* PAGE EXTRACT

Zona Zaragoza’s beautifully embroidered mask – a nod to the Mexican American heritage of her husband, Jose, – hides her smile as she juggles student questions, handles the cash deposits that are delivered to the armored truck, listens to the walkie talkie in case of an emergency and throughout the pandemic, made sure requested library books were handed out to students at the Stockton Campus.
A 15-year student services specialist, Zaragoza is a familiar face at Stanislaus State’s Stockon Campus as she handles the front desk, answering, directing and sometimes, just listening.
“My favorite part is helping students, being a student contact,” Zaragoza said. “I love watching them through the whole process, seeing them at New Student Orientation, when they come in so excited and everything is new to them and seeing them get acclimated to the University, and then commencement, which is always wonderful.”
She is, perhaps, a trusted point of reference for students, because she was in their shoes not so long ago.
In 2011 she earned a bachelor’s degree in psychology, finishing the education she’d begun at Santa Clara’s Mission College after her 1982 high school graduation.
“I helped so many people working toward their degree, and honestly I never thought I would have the opportunity to go to school, because I didn’t think I’d have time with working and raising a family,” Zaragoza said. “When I was helping other students and motivating them, I realized I, too, could take part in education.”
Once the youngest of her four children went to college, Zaragoza began her pursuit of an advanced degree and completed her master’s degree in education, with a professional clinical counselor concentration, in 2017.
She spent two days a week doing clinical work as a counselor at Hawkins Elementary School in Tracy to fulfill a master’s program requirement.
“I loved doing the hours there,” Zaragoza said. “It was so rewarding to be able to counsel. The age group was K-8, and I had never worked with younger children. I was nervous trying it out, but I really enjoyed it.”
School counselor jobs are contracted, though, and Zaragoza chose the stability of her position at Stan State.
“It was worth getting the degree to be more helpful,” she said. “The thing that made me the best employee I could be was being a student as well.”
Zaragoza also has an outlet for her counseling skills. Four nights a week she’s a resident counselor at God’s Love Outreach Ministry for clients with mental health and addiction issues.
A student told her about an opening there when she was looking for a part-time job to help pay for her eldest daughter’s 2013 wedding. She’s stayed and continues to work 32 hours a week.
The position offers more than an opportunity to use her education.
“I try to stay busy since Matthew’s passing,” Zaragoza said.
Her son, Matthew, died 16 years ago, at the age of 16, when he suffered a head injury during a football game while playing for East Union High School in Manteca. After a week on life support, Matthew was gone and the Zaragozas donated his lungs, heart, liver, kidneys and pancreas to transplant patients.
Zona and Jose became champions of organ transplant, even appearing on the Montel Williams Show, where they met two of the four recipients of Matthew’s organs. In time, they would hear from all four, and two remain in touch.
That work continues and is one way to keep Matthew present. He, of course, remains very much alive in their hearts.

* TASK BRIEF
Can you edit the Zona Zaragoza profile, starting at "School counselor jobs" and ending at "and addiction issues.", so that "Stan State" is replaced with "Stanislaus State"?

* RECORD SET

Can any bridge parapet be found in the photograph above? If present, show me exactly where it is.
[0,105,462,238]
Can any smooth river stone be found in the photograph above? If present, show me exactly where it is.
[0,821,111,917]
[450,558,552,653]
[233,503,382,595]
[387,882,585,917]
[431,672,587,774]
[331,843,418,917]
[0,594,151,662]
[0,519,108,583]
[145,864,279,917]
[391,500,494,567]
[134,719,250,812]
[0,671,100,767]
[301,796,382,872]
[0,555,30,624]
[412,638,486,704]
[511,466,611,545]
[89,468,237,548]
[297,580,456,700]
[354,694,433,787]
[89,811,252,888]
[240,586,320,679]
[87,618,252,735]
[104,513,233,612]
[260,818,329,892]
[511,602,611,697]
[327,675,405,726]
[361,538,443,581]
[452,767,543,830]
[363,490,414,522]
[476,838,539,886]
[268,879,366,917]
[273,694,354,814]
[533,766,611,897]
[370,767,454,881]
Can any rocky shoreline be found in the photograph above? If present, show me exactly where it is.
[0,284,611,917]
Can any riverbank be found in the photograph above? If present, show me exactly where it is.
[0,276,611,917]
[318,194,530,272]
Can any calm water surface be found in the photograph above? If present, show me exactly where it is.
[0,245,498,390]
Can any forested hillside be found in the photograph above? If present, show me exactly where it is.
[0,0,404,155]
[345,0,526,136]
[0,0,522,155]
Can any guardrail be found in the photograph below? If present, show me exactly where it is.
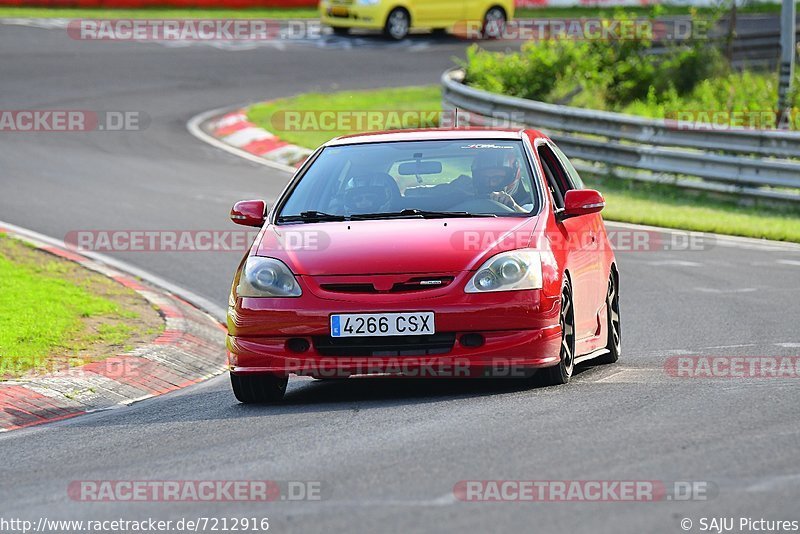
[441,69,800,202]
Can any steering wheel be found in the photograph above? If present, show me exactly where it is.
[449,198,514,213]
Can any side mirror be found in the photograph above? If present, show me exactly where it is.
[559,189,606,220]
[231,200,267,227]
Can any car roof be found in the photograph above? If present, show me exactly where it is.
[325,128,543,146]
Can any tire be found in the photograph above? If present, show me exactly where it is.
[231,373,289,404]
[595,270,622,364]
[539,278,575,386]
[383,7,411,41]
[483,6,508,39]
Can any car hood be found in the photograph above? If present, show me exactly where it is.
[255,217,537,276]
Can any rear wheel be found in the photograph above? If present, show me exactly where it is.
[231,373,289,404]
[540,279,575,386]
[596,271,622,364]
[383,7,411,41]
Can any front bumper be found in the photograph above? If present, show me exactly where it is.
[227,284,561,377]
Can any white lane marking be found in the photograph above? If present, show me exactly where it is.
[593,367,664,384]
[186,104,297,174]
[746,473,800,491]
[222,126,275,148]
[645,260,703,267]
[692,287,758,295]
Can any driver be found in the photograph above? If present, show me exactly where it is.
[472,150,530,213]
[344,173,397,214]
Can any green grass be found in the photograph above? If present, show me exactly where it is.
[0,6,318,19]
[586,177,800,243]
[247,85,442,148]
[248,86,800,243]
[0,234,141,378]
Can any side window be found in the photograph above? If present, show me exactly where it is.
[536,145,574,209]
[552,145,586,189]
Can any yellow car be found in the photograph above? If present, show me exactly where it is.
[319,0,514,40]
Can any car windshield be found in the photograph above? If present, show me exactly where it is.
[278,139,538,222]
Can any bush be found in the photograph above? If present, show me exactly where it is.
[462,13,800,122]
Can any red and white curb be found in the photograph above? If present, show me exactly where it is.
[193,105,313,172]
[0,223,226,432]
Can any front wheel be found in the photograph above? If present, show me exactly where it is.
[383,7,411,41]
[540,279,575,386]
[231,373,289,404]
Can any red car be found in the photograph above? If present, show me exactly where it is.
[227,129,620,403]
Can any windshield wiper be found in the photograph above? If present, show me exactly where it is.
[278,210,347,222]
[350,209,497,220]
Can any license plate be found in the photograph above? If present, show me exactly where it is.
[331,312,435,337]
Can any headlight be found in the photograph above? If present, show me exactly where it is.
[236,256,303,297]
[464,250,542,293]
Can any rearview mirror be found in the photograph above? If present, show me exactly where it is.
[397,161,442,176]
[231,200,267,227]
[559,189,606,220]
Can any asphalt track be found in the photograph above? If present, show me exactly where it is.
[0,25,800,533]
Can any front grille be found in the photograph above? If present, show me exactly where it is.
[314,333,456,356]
* * *
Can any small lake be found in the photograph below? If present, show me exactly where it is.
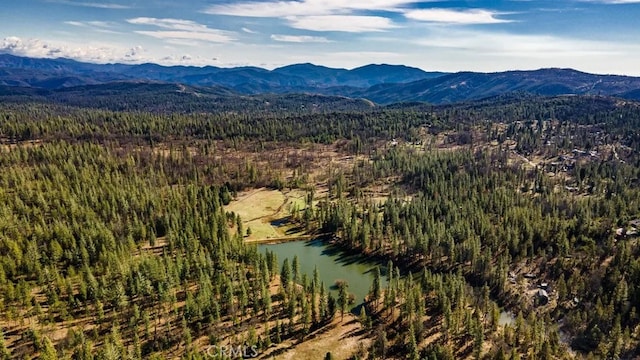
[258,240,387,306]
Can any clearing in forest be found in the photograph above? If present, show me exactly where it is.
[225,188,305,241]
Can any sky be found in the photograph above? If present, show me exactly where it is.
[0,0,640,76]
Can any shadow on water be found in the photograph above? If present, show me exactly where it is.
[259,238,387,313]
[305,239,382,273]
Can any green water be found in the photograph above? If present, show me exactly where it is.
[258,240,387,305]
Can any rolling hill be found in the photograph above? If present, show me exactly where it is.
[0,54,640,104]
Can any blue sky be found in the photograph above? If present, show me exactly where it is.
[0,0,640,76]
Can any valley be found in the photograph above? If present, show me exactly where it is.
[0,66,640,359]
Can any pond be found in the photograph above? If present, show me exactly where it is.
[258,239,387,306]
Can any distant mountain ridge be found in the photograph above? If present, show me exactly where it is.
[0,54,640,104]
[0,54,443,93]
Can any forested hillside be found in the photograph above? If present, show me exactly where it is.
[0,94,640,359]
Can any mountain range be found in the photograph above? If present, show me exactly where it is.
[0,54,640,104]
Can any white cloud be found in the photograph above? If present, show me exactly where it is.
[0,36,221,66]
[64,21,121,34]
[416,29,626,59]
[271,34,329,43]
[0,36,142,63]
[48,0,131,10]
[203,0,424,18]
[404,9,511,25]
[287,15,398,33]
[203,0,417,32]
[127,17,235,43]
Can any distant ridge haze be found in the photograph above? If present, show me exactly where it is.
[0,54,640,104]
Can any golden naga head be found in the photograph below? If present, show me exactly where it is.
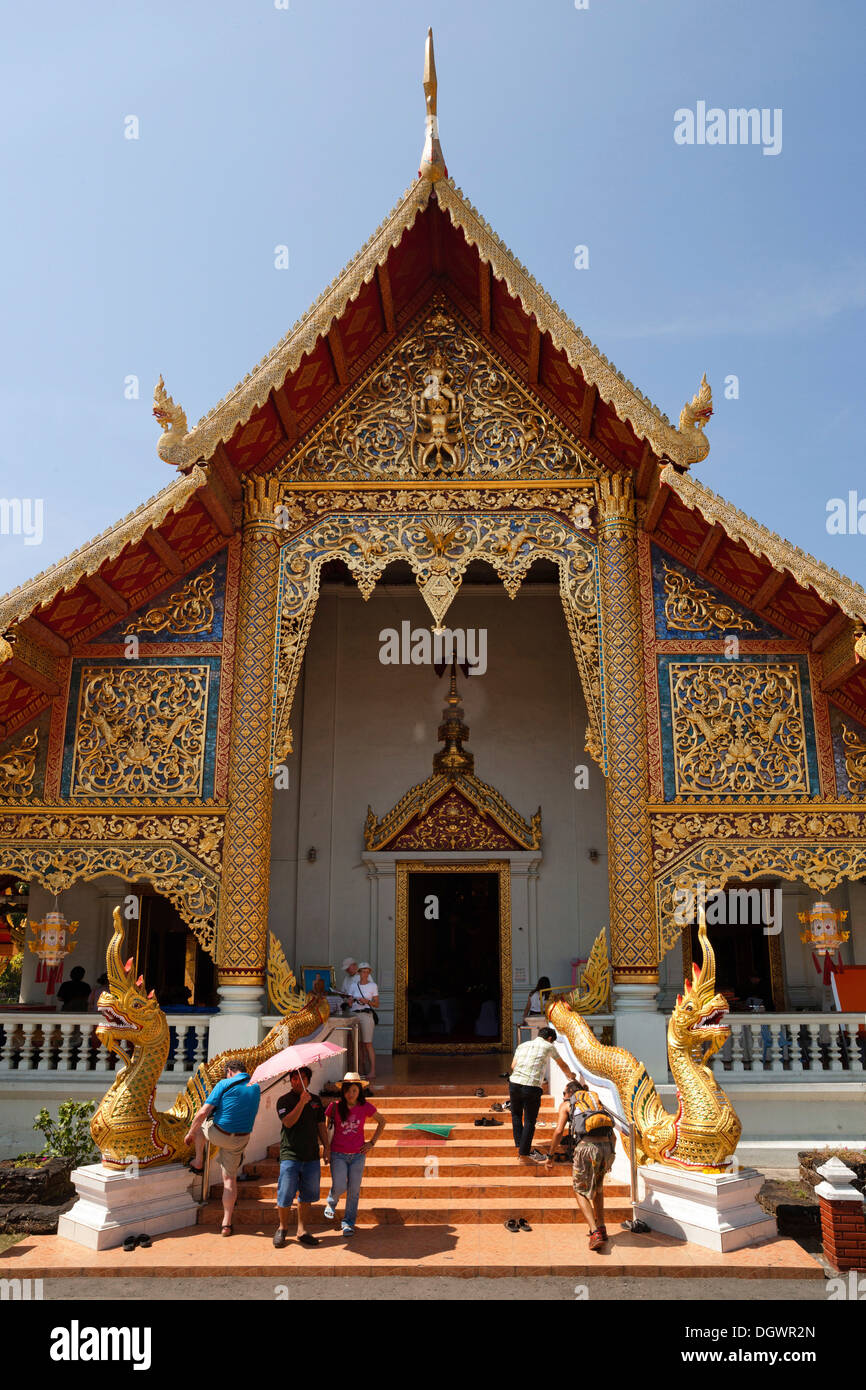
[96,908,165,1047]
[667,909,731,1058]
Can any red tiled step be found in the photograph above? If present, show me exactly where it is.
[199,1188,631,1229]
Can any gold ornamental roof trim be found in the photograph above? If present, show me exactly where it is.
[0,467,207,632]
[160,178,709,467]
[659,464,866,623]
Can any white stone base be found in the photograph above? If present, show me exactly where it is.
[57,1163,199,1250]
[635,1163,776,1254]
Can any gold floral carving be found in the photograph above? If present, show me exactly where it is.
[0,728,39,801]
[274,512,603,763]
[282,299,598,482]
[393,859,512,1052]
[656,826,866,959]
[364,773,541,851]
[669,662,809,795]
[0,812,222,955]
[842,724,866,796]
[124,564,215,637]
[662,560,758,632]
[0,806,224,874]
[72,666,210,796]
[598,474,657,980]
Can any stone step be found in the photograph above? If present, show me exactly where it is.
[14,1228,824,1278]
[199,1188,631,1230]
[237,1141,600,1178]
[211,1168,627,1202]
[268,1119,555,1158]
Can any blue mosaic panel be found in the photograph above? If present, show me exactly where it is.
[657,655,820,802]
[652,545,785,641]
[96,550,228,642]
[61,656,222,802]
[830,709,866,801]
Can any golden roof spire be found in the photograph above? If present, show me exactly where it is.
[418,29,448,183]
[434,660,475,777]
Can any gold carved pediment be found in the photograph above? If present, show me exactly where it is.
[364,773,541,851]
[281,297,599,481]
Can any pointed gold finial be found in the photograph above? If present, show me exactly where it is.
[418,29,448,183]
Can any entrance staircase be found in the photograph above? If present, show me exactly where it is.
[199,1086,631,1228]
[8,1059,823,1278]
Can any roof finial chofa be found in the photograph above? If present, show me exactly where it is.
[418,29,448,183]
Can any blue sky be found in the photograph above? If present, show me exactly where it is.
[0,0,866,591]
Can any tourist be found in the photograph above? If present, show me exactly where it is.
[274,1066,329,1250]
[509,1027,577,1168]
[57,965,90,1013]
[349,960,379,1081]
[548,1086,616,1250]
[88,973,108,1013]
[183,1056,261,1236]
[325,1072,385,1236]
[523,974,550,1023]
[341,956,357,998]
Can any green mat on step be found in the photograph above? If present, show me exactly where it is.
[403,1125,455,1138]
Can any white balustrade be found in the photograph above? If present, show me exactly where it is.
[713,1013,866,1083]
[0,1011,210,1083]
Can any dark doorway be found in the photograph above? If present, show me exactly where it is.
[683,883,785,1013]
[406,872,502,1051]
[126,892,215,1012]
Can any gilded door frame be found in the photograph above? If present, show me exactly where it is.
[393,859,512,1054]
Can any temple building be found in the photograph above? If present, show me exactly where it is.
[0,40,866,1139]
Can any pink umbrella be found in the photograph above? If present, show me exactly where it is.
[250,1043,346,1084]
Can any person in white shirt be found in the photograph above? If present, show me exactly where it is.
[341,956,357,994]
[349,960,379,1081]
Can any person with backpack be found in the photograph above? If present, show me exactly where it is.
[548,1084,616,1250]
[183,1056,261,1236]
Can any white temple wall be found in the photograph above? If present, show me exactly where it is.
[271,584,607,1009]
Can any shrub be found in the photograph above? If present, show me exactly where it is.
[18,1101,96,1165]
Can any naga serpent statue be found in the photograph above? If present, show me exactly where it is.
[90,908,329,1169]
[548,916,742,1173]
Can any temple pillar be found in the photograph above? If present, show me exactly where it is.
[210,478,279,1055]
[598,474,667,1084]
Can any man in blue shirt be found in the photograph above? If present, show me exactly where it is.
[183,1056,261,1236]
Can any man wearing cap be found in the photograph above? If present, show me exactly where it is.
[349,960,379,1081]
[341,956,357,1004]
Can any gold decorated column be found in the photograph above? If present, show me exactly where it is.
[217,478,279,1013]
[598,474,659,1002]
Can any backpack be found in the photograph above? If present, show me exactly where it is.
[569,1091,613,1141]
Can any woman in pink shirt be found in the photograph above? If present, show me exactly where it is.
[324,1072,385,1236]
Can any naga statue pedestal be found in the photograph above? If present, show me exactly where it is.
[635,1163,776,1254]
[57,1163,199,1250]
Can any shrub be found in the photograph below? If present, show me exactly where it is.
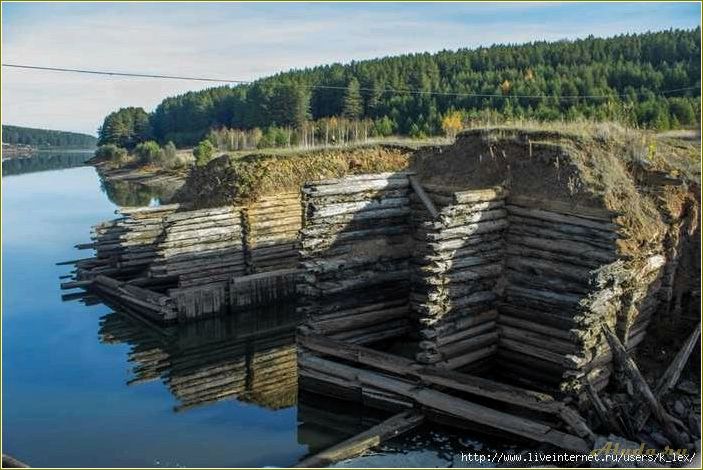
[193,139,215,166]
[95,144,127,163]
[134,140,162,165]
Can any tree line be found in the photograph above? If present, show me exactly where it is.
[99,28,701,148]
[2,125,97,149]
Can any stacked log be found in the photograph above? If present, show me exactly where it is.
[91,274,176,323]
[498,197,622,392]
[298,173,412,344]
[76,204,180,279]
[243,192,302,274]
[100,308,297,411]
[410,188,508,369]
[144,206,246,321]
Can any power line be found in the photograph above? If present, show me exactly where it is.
* * *
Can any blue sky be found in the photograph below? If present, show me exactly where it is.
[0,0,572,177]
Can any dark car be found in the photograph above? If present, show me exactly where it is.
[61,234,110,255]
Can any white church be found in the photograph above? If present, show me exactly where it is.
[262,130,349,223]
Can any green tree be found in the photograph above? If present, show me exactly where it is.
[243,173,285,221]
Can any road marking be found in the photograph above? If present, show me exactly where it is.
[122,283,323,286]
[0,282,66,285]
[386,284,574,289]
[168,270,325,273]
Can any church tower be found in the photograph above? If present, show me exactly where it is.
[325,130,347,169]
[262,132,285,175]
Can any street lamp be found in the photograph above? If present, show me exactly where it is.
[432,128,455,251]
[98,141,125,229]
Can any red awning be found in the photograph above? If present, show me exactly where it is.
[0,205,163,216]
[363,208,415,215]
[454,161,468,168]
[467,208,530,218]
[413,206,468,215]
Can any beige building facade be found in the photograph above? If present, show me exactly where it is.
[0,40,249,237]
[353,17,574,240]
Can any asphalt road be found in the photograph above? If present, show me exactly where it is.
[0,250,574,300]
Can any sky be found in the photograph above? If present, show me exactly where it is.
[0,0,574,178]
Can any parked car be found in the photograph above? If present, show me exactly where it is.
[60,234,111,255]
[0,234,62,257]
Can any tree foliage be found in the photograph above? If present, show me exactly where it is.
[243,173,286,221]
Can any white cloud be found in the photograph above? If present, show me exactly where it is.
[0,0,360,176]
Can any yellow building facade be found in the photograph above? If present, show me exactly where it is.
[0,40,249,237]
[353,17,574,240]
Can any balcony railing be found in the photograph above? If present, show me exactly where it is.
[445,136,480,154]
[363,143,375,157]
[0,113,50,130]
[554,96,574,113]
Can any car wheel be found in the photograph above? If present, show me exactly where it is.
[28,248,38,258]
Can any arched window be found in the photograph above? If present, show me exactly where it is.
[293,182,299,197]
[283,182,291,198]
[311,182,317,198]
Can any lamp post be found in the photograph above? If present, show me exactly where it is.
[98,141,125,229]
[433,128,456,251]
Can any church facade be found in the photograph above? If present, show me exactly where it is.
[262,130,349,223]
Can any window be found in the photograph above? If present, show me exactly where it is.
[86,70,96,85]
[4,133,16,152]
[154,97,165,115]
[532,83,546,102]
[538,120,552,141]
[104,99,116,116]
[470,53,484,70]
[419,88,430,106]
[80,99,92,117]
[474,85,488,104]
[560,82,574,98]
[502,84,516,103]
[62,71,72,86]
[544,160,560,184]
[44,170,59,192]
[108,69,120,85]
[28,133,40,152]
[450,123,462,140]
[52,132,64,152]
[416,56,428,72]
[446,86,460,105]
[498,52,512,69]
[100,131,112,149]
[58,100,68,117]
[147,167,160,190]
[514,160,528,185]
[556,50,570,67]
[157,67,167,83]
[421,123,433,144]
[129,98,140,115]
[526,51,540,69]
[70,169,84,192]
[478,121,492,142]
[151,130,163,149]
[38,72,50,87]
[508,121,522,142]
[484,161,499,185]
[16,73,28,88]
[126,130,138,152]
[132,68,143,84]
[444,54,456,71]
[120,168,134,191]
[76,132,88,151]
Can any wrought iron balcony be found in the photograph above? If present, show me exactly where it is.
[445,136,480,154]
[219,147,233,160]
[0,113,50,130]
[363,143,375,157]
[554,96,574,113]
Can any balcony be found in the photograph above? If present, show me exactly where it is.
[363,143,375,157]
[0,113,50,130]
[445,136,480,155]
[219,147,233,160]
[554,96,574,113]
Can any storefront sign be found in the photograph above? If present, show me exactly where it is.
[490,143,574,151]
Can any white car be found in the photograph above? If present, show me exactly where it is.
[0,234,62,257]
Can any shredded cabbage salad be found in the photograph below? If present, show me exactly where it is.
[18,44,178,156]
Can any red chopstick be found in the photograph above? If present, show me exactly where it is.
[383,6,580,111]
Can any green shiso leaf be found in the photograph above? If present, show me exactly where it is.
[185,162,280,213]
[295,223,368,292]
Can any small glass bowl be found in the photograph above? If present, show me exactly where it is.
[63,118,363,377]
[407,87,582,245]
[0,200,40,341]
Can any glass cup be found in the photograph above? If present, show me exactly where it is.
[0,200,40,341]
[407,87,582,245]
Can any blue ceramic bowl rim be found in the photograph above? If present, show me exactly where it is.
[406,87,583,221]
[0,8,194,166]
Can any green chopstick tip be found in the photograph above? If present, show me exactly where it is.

* RESULT FOR THIS EXERCISE
School counselor jobs are contracted, though, and Zaragoza chose the stability of her position at Stanislaus State.
“It was worth getting the degree to be more helpful,” she said. “The thing that made me the best employee I could be was being a student as well.”
Zaragoza also has an outlet for her counseling skills. Four nights a week she’s a resident counselor at God’s Love Outreach Ministry for clients with mental health and addiction issues.